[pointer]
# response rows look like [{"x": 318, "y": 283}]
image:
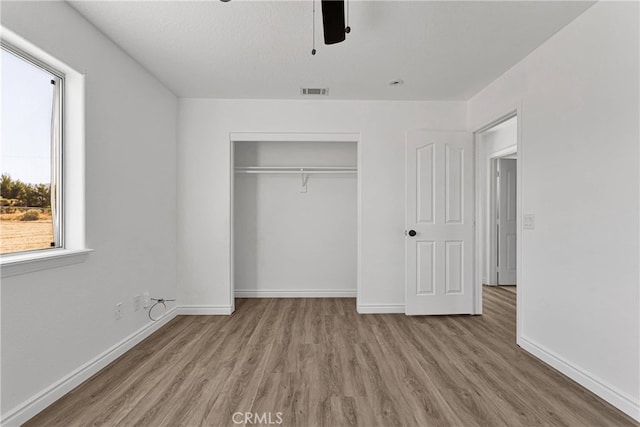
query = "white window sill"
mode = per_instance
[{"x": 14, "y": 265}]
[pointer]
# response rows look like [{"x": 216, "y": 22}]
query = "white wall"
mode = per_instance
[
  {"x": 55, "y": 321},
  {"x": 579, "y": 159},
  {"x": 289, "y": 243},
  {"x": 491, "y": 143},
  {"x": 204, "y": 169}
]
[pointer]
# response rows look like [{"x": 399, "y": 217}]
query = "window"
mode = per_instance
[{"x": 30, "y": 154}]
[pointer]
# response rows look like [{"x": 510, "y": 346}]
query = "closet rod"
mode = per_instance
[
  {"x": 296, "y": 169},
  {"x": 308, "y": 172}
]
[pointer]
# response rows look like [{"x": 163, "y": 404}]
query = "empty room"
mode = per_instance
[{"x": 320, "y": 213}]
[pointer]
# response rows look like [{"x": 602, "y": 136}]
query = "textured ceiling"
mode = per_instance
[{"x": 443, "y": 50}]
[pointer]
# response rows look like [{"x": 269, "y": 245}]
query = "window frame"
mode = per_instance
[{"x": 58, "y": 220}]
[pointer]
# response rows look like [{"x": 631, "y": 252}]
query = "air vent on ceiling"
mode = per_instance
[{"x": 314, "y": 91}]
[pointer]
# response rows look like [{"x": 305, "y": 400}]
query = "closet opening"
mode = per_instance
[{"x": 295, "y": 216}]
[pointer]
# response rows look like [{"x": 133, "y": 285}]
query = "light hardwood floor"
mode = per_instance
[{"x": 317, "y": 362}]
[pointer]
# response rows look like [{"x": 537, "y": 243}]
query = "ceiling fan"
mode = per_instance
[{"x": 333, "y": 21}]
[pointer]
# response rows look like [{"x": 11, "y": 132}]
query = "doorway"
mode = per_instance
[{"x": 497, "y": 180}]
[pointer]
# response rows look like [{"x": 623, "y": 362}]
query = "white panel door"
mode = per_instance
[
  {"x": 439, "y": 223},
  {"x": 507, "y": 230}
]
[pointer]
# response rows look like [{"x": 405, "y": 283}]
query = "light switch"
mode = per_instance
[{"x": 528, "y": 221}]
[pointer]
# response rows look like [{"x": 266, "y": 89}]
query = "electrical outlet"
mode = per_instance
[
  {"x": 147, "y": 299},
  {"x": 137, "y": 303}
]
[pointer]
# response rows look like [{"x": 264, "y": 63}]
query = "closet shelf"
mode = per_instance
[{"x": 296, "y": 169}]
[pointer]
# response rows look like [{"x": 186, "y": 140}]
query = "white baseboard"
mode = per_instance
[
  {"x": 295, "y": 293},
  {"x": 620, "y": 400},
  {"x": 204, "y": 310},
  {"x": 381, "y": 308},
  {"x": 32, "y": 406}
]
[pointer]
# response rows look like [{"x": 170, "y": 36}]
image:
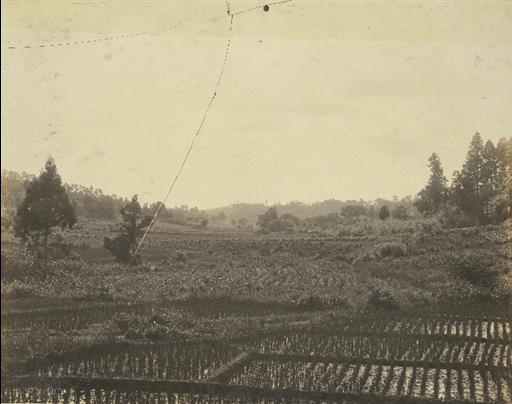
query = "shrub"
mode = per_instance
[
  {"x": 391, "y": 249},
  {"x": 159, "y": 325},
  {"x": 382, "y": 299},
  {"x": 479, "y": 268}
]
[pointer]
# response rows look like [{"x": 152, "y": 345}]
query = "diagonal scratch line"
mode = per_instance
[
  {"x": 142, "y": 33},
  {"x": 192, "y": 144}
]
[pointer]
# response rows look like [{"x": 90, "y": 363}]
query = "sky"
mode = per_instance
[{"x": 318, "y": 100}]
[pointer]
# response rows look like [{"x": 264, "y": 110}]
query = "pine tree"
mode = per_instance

:::

Please report how many lines in the rows above contain the string "ceiling", giving only the number. Case matters.

3